Что нужно сделать: Продолжите приведенный ниже текст о карантинных мерах в Италии, начав сразу после его последнего предложения.

---------- Текст для анализа ----------

Солнце садится, и бар на углу закрылся…
Действительно, уже шесть часов вечера, а по новому указу после шести никаких тебе баров и ресторанов.
Тем временем в прямом эфире премьер Конте объявляет всю страну “оранжевой зоной” – как накануне Ломбардию, Венецию и другие 14 провинций. И хотя в прессе это звучит как Italy is under complete lockdown
[3], в реальности это означает вот что.
До третьего апреля ограничивается передвижение по территории страны (между населенными пунктами) без уважительных причин, связанных с работой или серьезными семейными обстоятельствами / проблемами со здоровьем.
Но все же Италия – не полицейское государство, а гражданское общество. Поэтому любой человек, взвесив САМ все за и против, имеет право написать autocertificazione
[4], сам обосновать, почему ему нужно выехать куда-то по работе или по личным делам. Это может быть проверено, но само по себе будет достаточно веской причиной.
Мир людей. Он им и остается. Хрупкий баланс между безопасностью, ответственностью, экономикой и качеством жизни. В остальном все так же: бары и рестораны должны будут закрываться в 18, под запретом церковные службы, свадьбы и похороны (только родные), закрыты музеи и театры, торговые центры, дискотеки, залы с игровыми автоматами. Не работают школы и университеты.
Останавливается даже футбольный чемпионат – немыслимая для итальянцев мера!
Но Италию нельзя закрыть.
Всего неделю назад сама писала:
“Тут все мутирует и остается неизменным. Чем не сценарий? КАРНАВирус.
Музеи закрыты. Площадь пустынна, набережные безлюдны.
Музыка. Наплыв. «Смерть в Венеции» начинается ровно с этого сюжета: в городе эпидемия холеры, но власти скрывают ее”.

---------- Исходные данные ----------

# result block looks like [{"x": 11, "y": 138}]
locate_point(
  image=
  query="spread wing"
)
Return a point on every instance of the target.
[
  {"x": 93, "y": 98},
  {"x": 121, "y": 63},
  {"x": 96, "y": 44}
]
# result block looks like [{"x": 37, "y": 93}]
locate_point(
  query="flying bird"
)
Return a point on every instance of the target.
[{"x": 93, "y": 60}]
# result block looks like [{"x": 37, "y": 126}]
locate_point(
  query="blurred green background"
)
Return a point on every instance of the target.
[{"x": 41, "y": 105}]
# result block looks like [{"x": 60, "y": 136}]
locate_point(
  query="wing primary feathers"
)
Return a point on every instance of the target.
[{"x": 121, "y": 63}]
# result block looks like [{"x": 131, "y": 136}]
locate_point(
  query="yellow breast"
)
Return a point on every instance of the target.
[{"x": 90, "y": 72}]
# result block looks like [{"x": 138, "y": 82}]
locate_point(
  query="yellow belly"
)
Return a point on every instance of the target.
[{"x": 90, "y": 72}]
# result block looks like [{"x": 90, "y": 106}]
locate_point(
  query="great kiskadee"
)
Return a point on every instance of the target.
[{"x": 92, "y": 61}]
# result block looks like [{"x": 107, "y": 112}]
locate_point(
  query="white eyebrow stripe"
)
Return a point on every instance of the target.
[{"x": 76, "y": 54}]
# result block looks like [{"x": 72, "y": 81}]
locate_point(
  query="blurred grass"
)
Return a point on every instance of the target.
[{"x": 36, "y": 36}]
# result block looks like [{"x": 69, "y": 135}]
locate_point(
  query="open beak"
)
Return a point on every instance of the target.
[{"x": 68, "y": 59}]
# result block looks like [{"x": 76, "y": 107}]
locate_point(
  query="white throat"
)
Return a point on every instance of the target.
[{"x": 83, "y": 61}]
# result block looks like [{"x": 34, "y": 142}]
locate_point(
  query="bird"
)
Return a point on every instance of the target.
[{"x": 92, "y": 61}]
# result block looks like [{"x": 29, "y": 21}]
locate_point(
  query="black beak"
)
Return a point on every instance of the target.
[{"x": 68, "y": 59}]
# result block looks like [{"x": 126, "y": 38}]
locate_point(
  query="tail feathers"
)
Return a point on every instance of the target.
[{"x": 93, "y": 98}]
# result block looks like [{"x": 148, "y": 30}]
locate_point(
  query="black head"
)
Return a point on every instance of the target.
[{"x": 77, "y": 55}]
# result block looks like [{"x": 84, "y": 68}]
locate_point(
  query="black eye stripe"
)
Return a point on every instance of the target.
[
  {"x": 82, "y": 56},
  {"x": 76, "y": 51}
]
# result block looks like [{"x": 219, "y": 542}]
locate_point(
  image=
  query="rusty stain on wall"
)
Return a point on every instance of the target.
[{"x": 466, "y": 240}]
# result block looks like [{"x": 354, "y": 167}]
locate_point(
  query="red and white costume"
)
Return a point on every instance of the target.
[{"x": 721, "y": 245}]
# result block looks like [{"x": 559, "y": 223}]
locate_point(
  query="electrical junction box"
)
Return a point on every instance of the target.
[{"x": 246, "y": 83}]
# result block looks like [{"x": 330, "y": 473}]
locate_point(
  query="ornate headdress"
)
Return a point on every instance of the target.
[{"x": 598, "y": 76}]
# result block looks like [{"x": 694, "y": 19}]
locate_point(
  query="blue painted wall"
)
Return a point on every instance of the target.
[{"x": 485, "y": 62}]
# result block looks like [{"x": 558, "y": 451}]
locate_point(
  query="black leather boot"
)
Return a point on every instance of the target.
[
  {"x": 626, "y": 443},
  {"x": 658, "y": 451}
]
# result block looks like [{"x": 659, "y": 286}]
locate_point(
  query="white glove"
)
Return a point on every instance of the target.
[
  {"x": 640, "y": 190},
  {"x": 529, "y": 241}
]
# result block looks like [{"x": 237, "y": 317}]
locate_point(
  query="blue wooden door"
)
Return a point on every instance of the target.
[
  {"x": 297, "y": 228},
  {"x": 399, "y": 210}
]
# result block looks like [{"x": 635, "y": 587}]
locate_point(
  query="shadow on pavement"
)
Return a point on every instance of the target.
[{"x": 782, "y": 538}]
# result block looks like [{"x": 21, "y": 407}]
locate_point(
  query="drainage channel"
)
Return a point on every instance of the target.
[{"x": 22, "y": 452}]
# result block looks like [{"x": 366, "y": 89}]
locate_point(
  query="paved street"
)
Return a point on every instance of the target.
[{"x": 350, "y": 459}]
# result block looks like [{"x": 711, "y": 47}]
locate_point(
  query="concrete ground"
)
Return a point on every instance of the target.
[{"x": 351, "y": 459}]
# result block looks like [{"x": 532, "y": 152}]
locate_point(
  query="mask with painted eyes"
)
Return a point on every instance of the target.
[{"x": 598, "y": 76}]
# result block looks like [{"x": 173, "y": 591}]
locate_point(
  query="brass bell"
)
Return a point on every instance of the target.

----------

Ответ:
На этот раз власти ничего не скрывают. На Музее Академии красуется объявление, что музей закрыт, и указ губернатора о карантине.
Маски вернулись к своим историческим истокам. Туристы сменили карнавальные на медицинские. А местные как жили, так и живут обычной жизнью.
Ни одного человека в маске.
– Синьора, вам Gazzettino?
Старушка вплывает в табаккерию, дыша духами и туманами.
– Да, пожалуйста. Хочу прочитать новости. Карнавал отменили, и спасибо. И Жирный вторник – тем лучше, не будут пьяные туристы орать под окнами. А что, и мессы Пепельной среды не будет? И сегодня тоже уже нет мессы ни в одной церкви?
– Si prega a casa, signora.
– Ma che roba! Una pazzia!
Отсутствие мессы – веками установленного обычая – выбивает старушку из чувства хрупкого равновесия, столь неотъемлемого в городе на воде. Она еще раз внимательно перечитывает Gazzettino.
Мы выходим из табаккерии и двигаемся дальше. Китайский магазин всякой всячины, который мы надеялись сегодня поддержать, предусмотрительно закрыт с объявлением, что-де каникулы (срок при этом совпадает с действием указа).
Но жизнь течет по привычным каналам. С лодки торгуют овощами и фруктами. В кондитерской Tonolo дама в буклях покупает кулек frittelle (карнавальных пончиков). В сегодняшней передовице Corriere замечено точно: “Отменить карнавал на самом деле невозможно. Это как отменить Рождество. Оно есть, и всё”.
День второй. Вечер
– Катя, bellissimo! – голос из-за моей спины.
Синьора А. – владелица палаццо, потомок дожей. Мы знакомы лет сто. Одно время у нее дома был многоязычный литературный салон, потом я учила ее внука живописи…
– Спасибо тебе за эту картину. Не только за акварель, а за тебя на этом мосту, ее пишущую. Это вторая моя радость за сегодняшний день. Первая – я стояла на балконе и поливала цветы и вдруг увидела свою подругу на санпьеротте
[5]. Она гребла сама и помахала мне, сказав: “Венеция возвращается к себе”. А вот теперь ты. Venezia ai tempi di coronavirus è sempre bellissima
[6].
Я стою на пустынном мосту Академии и пишу “картину карантина”: в кои-то веки могу позволить себе пленэр в этом месте, куда обычно невозможно просочиться, не сломав кадр десятку туристов, позирующих перед телефонами и селфи-палками на фоне церкви Салюте.